Determine how many of the lines below include "pile", then respond with that number and no other text.

[Dataset excerpts]
__________________________________________________

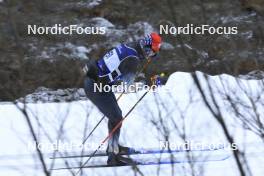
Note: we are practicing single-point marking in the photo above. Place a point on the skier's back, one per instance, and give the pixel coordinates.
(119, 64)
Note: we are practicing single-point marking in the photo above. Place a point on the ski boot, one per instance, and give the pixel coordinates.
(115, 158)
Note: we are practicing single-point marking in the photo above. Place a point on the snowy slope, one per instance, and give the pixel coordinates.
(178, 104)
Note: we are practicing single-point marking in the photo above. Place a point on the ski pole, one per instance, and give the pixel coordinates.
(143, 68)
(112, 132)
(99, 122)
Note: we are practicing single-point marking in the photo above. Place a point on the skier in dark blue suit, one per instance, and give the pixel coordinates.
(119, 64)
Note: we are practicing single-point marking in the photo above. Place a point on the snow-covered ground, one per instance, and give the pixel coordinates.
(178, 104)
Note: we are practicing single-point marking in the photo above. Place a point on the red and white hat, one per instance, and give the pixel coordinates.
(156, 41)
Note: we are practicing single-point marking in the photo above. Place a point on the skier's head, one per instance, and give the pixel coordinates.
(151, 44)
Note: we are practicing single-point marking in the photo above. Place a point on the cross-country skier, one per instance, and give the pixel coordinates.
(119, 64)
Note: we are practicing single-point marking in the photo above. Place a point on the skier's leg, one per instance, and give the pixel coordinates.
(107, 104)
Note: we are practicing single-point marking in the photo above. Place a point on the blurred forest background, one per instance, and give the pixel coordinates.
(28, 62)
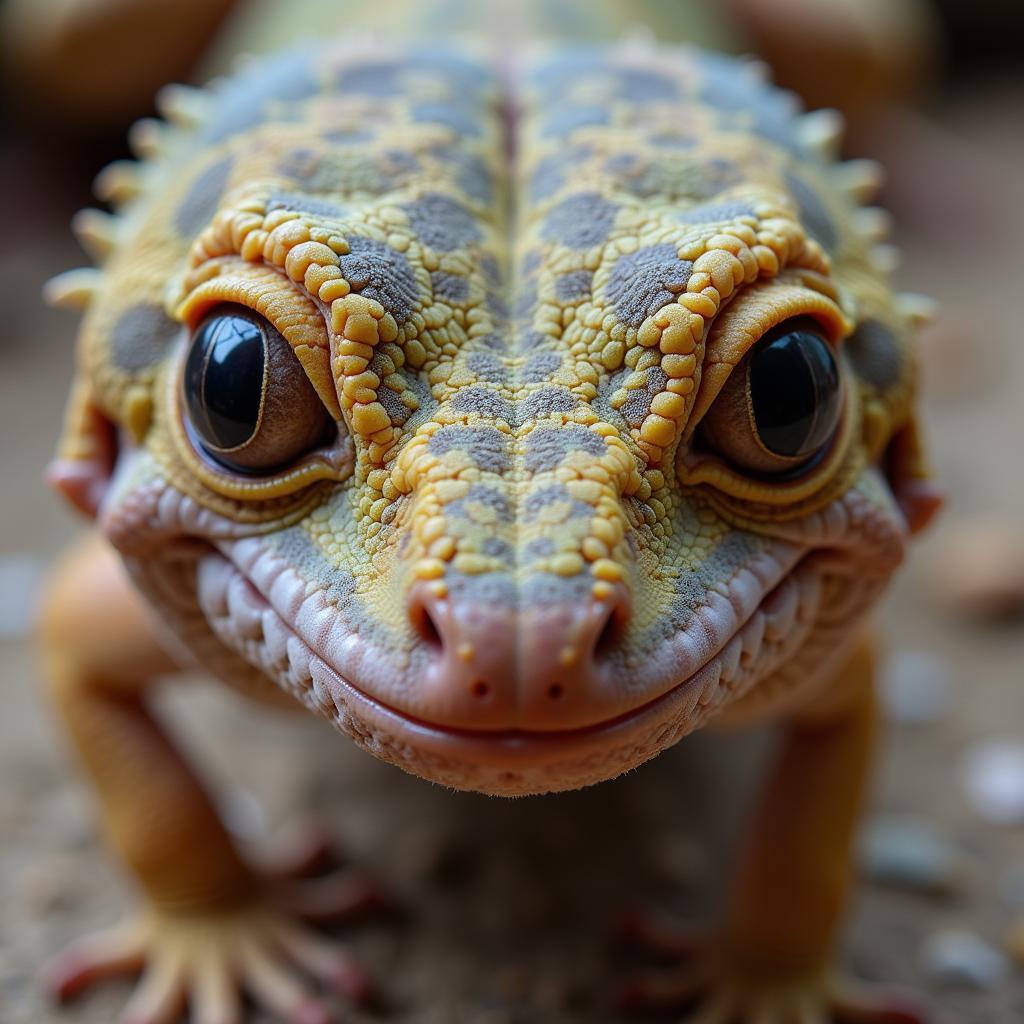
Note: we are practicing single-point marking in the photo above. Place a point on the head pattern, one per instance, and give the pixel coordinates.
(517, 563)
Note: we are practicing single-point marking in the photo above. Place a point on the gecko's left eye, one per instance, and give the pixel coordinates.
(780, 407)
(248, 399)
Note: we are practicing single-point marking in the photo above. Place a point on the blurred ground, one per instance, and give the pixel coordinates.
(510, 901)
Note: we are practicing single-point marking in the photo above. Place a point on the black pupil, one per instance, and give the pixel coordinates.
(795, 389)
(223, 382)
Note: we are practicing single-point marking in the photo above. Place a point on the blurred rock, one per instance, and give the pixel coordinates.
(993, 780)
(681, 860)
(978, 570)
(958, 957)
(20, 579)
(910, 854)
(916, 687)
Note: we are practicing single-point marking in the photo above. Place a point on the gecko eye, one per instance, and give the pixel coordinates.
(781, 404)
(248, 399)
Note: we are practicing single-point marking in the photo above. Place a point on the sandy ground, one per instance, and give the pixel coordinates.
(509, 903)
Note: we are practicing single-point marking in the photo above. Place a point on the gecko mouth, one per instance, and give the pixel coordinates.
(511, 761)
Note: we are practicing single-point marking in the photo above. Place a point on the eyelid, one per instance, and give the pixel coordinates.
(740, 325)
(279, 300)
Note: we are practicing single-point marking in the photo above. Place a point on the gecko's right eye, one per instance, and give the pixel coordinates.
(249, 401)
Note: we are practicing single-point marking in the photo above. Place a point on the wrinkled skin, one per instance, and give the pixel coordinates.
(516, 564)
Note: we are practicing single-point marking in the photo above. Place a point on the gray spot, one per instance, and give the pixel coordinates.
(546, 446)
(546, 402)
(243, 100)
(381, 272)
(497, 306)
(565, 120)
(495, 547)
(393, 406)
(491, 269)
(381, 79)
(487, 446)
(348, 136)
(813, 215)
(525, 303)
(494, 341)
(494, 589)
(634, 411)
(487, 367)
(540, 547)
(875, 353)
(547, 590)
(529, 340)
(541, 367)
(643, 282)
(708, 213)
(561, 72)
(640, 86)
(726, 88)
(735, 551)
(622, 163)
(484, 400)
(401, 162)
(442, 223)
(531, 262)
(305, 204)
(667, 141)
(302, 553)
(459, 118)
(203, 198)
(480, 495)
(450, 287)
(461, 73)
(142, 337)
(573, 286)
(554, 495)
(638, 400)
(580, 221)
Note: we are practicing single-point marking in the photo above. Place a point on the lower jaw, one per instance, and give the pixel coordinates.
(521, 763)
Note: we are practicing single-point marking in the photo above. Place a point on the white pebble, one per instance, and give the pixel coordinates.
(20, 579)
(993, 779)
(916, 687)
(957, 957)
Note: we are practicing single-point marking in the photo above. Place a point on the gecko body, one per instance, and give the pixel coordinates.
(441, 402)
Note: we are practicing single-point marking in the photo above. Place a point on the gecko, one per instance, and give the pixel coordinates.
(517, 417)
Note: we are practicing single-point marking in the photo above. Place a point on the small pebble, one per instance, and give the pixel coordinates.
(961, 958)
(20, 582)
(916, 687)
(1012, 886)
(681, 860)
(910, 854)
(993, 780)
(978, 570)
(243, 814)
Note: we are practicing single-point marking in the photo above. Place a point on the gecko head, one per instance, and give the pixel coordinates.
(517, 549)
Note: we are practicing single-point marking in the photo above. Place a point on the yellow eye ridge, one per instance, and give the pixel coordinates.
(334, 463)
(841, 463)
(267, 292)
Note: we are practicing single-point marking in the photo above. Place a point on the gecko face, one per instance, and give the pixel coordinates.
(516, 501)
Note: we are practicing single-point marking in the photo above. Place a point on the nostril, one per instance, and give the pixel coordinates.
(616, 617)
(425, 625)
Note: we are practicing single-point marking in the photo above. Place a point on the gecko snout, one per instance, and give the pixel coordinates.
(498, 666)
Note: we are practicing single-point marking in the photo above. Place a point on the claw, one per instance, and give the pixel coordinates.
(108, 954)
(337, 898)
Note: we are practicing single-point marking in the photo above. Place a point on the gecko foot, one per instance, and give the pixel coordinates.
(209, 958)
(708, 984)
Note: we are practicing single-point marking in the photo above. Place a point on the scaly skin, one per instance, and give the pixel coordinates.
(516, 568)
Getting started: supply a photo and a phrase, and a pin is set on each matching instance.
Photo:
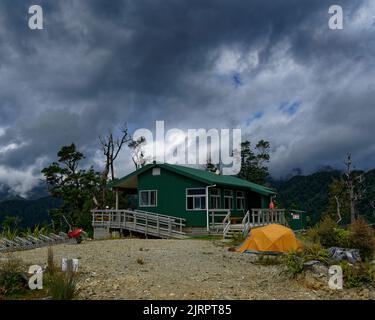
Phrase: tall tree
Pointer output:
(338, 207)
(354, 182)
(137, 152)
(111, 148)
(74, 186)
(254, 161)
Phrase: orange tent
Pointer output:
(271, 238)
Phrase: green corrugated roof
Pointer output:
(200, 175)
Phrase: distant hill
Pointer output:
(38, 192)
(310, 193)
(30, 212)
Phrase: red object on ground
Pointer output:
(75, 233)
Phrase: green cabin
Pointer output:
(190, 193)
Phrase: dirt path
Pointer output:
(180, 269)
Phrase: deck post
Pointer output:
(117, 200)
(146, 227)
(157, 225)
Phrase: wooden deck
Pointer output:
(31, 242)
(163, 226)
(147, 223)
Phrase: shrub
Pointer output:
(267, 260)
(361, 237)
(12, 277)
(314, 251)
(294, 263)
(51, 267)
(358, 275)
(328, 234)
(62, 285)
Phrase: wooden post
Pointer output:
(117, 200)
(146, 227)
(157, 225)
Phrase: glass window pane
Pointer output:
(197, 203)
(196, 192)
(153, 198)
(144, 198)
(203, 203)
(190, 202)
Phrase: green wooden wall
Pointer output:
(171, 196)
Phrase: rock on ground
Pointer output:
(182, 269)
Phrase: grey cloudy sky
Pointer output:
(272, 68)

__________________________________________________

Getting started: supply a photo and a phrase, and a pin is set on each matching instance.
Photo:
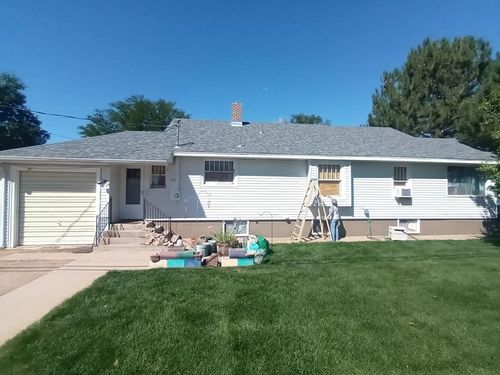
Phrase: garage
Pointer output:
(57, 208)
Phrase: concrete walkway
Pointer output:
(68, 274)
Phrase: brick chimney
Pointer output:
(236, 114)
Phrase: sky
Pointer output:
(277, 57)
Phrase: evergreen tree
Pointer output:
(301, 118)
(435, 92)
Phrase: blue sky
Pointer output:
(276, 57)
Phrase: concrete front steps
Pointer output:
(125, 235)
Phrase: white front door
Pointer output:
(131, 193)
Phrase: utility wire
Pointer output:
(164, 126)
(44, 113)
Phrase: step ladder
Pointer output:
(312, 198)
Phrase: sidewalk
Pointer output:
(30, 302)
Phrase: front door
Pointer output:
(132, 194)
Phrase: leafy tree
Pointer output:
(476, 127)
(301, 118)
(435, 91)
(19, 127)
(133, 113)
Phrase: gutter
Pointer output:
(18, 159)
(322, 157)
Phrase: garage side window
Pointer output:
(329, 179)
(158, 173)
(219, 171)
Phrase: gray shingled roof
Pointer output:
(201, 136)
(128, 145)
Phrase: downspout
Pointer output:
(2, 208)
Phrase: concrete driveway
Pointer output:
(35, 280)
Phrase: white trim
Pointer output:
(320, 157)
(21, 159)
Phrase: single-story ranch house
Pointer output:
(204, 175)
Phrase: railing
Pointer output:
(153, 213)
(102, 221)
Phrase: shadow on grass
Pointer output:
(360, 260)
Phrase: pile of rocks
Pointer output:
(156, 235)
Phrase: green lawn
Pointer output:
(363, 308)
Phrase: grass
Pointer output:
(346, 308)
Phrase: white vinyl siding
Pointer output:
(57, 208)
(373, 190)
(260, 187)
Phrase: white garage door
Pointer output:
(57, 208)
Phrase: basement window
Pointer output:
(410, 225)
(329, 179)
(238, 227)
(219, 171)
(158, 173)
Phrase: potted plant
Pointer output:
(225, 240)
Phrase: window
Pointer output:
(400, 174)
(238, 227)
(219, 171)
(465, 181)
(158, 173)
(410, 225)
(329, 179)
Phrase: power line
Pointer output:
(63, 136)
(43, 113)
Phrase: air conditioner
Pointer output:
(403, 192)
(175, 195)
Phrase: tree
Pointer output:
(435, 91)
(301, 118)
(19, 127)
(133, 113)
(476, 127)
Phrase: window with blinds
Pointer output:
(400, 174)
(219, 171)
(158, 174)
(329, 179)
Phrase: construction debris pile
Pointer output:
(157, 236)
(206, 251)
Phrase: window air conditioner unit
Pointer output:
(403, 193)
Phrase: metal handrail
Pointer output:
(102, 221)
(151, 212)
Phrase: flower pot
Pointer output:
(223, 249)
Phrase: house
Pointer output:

__________________________________________________

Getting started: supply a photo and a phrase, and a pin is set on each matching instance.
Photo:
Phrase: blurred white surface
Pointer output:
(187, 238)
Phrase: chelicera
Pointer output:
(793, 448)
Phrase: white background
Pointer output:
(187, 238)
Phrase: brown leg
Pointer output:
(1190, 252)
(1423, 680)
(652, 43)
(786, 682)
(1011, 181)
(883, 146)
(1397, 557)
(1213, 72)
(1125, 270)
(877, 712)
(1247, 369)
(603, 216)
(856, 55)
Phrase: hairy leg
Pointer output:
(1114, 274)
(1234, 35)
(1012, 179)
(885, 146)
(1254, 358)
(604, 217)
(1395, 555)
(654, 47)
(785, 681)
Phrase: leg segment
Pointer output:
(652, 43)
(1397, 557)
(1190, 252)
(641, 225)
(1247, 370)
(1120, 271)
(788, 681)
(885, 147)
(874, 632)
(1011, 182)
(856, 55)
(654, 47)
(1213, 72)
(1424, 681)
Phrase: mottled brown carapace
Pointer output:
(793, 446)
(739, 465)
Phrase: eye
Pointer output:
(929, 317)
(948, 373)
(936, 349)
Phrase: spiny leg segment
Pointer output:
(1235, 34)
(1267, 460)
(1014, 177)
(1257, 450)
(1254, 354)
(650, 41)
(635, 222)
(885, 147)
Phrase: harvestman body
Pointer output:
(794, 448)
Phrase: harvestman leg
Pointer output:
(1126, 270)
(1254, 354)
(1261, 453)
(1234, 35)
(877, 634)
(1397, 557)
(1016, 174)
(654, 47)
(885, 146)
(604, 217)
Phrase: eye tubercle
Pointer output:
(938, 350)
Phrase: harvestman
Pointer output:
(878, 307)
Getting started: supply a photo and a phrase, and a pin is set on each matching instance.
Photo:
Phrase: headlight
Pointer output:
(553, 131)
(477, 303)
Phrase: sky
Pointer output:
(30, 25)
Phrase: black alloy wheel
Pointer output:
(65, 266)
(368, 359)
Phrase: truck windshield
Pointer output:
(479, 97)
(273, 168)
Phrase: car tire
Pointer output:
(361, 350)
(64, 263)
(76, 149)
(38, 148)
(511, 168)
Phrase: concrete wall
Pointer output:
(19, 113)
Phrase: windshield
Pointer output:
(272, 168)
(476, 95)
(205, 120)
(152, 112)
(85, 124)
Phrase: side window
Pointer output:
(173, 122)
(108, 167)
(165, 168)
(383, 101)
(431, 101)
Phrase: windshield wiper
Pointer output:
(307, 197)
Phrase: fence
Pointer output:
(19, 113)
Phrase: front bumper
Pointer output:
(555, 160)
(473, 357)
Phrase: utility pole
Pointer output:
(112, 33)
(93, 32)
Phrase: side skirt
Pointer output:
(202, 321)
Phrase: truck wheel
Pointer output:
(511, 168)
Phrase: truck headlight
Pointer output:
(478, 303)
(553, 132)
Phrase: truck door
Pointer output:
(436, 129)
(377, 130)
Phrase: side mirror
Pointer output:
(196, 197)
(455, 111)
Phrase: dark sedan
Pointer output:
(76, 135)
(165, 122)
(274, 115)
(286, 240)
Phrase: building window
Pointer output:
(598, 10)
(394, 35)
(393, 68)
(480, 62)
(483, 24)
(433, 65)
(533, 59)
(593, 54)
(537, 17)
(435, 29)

__________________________________________________

Answer to this task: 2